= EXERCISE PROMPT =
Turn the stretch of the data from the line containing "Locate every instance of the man's" through the end of the data into a Markdown table with the columns Number and Entry, numbering each line and leaving out blank lines.

= EXERCISE DATA =
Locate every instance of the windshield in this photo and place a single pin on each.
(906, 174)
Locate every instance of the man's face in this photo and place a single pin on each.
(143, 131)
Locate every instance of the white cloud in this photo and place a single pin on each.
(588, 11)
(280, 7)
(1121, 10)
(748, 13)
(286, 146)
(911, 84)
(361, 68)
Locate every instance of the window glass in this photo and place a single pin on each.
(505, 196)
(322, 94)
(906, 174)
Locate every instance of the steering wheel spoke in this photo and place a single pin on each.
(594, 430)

= OUTPUT OF THE EXERCISE =
| Number | Entry |
|---|---|
| 1 | Locate every instance of the man's face in this photo and place a single pin on each. |
| 2 | (143, 131) |
| 3 | Locate every instance of the white cloud in this photo and place a single pin on each. |
| 4 | (588, 11) |
| 5 | (280, 7) |
| 6 | (1121, 10) |
| 7 | (748, 13) |
| 8 | (286, 146) |
| 9 | (911, 84) |
| 10 | (361, 68) |
| 11 | Locate every instance of the window glass in this photo and place a single pin on each. |
| 12 | (505, 196) |
| 13 | (322, 94) |
| 14 | (906, 174) |
| 15 | Locate every instance of the steering wheel spoke in this photo and place a single pin on each. |
| 16 | (594, 430) |